To do:
Would you return every entry, exactly as it is written?

Data to process:
::::::

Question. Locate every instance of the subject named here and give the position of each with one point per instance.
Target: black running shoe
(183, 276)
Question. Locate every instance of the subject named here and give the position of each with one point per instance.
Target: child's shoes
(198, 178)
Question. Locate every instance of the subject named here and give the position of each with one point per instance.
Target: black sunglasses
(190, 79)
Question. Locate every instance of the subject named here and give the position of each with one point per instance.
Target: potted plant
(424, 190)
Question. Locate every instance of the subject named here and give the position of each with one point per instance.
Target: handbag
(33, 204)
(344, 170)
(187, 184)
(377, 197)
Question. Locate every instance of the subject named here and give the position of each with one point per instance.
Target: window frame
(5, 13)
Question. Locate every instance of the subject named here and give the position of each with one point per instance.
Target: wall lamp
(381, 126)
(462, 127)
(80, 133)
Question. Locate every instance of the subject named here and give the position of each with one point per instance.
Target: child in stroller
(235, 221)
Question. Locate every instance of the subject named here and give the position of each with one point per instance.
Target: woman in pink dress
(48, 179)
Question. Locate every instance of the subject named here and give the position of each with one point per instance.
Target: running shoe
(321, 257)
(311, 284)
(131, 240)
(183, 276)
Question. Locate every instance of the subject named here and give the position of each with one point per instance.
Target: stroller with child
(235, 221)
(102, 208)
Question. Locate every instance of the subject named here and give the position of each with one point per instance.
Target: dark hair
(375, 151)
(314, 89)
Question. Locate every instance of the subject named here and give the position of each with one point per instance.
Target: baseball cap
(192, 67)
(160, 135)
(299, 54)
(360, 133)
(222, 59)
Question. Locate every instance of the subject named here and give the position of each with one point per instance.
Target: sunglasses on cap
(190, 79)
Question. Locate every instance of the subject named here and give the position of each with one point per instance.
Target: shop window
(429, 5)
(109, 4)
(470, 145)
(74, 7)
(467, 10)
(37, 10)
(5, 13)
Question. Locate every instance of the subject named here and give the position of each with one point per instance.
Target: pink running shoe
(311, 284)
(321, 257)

::::::

Exercise answer:
Question. Locate every instance of the subject named here and give the position of each with one point per instance.
Target: black running shoe
(183, 276)
Question. Locate every instance of the subject named here and give the position of each with one point per instance.
Target: child's shoes
(198, 178)
Question. Locate every instance of the subject named here and give the position of each with one point per instance.
Target: black sunglasses
(190, 79)
Question. Locate every instance of the subject named here and give the position of each with one point per instance.
Target: potted plant
(424, 190)
Question. Locate every instance of the subject named here and give the position of each with one point per instance.
Target: handbag
(33, 204)
(344, 170)
(187, 184)
(377, 197)
Question. Locate every instance of the subject named here and give the position of each with one point per instance.
Target: window frame
(5, 13)
Question. Locate every instance of the subject named here and give the position of each with one point per instance.
Target: wall lamp
(381, 126)
(462, 127)
(80, 133)
Question. Locate every instance of the subject named here and give the position of each with one point per instance.
Target: child in stroller
(235, 221)
Question. Locate every instance of the subject named here and give the position of each with one point per instance.
Target: woman in pink dress
(48, 179)
Question. Locate every instance of the subject named here and give the position of each with one point per instance.
Target: running shoe
(321, 257)
(311, 284)
(131, 240)
(183, 276)
Question. Locate every instance of the subject named here and give the position of each with one point per instance.
Target: stroller with child
(235, 221)
(102, 208)
Question. Locate every instance of the subject named here and give the position of each with one point per instance.
Target: dark hair
(375, 151)
(314, 89)
Question. Locate every instance of the subject named here and give the position of each with one point per instance.
Target: baseball cap
(192, 67)
(160, 135)
(299, 54)
(360, 133)
(222, 59)
Question. Locate every instance of the subject named here and give the position of each with one point per instance.
Target: sunglasses on cap
(190, 79)
Question. Locate every instance of the subject named here and give the position of each with one point per instance.
Target: shop window
(429, 5)
(109, 4)
(470, 145)
(74, 7)
(467, 10)
(37, 10)
(5, 13)
Question. Locate every instance of the subject named here and give the position of each with one point per instance.
Target: pink running shoe
(311, 284)
(321, 257)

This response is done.